Problem to solve - Copy out the source data word for word, from its first line through the line containing "column 275, row 161", with both of those lines included.

Source data -
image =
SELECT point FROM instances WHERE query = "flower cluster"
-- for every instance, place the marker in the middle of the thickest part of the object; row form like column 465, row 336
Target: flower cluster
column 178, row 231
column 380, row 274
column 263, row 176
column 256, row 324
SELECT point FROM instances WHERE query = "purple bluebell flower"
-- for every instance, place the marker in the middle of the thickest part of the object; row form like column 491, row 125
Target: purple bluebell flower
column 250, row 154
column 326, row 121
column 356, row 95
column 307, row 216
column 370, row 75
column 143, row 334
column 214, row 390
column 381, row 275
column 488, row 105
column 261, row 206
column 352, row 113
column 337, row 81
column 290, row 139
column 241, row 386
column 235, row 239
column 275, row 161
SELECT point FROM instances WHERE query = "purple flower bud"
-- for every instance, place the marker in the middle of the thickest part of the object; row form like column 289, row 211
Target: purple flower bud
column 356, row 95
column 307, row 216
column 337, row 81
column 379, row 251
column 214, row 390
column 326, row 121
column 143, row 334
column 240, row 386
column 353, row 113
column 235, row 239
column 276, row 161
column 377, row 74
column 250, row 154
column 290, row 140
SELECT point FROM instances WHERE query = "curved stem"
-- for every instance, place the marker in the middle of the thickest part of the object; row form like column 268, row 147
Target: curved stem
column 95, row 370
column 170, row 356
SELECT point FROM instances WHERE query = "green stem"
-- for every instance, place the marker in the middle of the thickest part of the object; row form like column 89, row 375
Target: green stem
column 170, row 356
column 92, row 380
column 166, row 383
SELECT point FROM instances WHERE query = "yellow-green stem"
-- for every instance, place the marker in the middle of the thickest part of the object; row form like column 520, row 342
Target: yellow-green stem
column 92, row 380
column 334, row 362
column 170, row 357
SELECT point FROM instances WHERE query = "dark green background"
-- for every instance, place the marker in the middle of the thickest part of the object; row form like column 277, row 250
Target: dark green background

Solution -
image =
SELECT point FROM instances WHERE query = "flower cluster"
-- for every instance, place the marker in the middle of the thickest part of the object; row form like column 465, row 336
Target: flower cluster
column 178, row 231
column 380, row 274
column 263, row 176
column 256, row 324
SELECT point FROM instances WHERE query = "purple bluebell flower"
-- for every instance, place the marker in the middle of the thickest part of the object; row form like column 491, row 125
Target: purple bluebell flower
column 250, row 154
column 326, row 121
column 356, row 95
column 307, row 216
column 370, row 75
column 143, row 334
column 214, row 390
column 381, row 275
column 488, row 105
column 261, row 206
column 352, row 113
column 337, row 81
column 290, row 139
column 241, row 386
column 235, row 239
column 275, row 161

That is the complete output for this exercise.